EXCERPTED DATA:
+ + +

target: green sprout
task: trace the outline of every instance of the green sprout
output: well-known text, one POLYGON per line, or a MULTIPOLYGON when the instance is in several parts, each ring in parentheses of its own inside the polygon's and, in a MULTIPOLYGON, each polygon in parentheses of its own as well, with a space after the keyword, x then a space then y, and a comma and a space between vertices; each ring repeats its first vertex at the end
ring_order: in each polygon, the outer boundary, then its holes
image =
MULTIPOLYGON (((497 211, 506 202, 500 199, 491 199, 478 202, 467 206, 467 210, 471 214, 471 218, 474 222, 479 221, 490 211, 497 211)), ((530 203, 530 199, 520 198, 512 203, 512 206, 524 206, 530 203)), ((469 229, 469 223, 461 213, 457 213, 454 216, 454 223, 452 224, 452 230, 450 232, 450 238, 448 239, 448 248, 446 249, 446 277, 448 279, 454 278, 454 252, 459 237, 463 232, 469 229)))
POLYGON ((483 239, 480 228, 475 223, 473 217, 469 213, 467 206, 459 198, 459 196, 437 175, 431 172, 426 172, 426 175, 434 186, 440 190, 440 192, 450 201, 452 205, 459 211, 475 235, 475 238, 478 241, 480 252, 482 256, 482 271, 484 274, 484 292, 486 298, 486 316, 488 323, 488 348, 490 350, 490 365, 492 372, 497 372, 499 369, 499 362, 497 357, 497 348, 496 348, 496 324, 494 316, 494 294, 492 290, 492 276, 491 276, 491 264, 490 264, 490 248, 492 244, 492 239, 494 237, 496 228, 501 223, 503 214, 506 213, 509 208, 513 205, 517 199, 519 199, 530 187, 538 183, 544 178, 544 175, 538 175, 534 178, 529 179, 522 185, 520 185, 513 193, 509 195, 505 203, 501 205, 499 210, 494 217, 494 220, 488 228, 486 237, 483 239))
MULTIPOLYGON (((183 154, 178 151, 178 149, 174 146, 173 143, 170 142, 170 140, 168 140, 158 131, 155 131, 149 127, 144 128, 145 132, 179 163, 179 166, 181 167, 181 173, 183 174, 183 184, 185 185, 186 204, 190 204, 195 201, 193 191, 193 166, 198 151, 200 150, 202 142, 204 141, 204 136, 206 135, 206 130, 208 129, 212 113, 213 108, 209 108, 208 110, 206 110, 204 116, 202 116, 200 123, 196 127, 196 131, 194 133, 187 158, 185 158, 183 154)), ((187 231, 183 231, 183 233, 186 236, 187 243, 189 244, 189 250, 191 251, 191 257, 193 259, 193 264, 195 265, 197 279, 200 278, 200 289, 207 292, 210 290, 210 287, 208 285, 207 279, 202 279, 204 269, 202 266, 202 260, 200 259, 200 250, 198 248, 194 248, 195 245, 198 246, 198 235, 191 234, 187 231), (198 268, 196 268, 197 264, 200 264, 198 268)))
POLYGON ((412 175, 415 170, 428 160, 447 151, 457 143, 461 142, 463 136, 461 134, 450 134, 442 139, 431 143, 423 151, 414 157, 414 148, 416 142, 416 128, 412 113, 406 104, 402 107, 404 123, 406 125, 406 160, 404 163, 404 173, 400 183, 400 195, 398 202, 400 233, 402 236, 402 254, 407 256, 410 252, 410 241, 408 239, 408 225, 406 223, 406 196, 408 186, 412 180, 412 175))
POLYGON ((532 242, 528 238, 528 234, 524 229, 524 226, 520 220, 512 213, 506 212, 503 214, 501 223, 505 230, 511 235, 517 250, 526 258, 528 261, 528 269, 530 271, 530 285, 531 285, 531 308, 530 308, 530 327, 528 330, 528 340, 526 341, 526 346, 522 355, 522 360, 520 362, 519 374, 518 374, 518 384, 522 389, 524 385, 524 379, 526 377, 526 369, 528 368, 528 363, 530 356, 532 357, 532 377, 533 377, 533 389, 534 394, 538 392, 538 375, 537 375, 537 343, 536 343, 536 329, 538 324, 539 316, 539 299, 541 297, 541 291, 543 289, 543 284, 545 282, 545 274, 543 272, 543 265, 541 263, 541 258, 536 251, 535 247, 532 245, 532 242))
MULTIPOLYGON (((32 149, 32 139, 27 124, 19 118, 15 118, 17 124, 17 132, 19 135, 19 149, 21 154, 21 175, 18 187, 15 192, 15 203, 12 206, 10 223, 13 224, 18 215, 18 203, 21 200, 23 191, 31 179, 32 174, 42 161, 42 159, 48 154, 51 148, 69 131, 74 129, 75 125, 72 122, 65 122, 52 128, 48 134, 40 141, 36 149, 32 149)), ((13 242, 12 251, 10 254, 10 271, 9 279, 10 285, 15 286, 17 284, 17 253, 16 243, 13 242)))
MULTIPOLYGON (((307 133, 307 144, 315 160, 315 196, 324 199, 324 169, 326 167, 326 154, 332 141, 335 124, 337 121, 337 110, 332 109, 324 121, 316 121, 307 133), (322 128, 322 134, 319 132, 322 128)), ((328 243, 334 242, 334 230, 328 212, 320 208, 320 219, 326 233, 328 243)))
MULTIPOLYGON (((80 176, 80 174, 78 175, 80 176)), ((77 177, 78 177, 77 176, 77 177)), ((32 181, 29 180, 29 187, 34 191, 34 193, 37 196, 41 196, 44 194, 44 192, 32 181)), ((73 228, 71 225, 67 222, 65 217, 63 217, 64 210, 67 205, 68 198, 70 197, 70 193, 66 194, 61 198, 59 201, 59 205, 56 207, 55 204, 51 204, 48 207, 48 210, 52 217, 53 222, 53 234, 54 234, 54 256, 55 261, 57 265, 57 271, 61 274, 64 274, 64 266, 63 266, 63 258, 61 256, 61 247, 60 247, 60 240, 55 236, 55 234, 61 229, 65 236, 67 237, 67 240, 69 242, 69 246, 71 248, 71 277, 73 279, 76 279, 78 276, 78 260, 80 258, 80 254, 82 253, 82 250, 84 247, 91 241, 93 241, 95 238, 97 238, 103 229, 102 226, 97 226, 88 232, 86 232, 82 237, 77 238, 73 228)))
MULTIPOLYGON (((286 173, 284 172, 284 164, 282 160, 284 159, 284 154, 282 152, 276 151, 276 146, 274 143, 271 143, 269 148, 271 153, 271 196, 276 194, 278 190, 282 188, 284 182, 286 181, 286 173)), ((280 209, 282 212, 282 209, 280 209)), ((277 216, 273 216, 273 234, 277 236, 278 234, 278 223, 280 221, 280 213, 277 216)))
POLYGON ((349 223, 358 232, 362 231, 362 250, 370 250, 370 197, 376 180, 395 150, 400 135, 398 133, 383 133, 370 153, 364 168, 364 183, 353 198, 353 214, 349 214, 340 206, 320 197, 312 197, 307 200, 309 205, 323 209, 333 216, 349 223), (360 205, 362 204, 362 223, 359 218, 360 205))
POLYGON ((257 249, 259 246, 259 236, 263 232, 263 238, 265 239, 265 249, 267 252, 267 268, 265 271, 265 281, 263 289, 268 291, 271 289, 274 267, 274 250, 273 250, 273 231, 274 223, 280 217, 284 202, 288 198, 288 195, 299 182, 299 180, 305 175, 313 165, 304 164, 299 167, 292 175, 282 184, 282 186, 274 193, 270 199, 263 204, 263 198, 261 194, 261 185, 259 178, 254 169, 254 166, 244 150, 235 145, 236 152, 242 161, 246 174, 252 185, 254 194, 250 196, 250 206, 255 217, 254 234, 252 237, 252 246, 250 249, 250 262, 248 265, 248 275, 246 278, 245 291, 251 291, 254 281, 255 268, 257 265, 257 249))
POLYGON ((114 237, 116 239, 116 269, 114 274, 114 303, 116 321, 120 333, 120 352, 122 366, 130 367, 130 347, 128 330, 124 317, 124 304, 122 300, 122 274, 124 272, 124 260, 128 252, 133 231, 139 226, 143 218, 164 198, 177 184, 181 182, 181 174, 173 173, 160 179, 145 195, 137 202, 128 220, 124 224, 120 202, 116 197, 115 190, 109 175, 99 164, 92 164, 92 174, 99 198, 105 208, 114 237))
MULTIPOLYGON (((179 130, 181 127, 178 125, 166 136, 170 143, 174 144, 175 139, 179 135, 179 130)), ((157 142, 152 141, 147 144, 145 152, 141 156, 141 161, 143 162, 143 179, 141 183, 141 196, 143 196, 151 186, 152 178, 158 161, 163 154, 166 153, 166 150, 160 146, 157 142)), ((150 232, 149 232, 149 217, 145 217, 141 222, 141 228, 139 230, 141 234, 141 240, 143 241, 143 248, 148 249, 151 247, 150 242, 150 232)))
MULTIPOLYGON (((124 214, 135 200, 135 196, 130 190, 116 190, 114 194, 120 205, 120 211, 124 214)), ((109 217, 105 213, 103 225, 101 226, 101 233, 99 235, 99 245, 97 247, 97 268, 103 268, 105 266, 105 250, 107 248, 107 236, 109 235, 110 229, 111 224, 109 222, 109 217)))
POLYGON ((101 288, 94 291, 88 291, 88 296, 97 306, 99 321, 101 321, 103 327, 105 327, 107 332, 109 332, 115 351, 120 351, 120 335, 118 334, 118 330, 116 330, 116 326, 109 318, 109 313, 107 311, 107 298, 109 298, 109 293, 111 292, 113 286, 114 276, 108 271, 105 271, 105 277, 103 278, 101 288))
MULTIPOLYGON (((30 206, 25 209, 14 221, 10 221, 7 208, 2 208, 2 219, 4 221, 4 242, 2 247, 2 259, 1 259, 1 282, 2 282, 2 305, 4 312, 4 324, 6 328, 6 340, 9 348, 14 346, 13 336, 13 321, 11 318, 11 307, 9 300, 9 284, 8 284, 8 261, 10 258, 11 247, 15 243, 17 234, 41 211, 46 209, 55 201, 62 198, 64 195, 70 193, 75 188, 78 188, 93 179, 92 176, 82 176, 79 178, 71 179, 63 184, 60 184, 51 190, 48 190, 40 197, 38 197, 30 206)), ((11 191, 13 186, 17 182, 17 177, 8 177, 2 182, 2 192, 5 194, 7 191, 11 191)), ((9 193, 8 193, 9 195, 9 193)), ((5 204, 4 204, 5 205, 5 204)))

+ + +

GOAL:
Copy the listing word for word, starting at its first line and going on through the line that contains "task: trace the".

COMPLETED TASK:
target: green sprout
task: trace the outline of every instance of the green sprout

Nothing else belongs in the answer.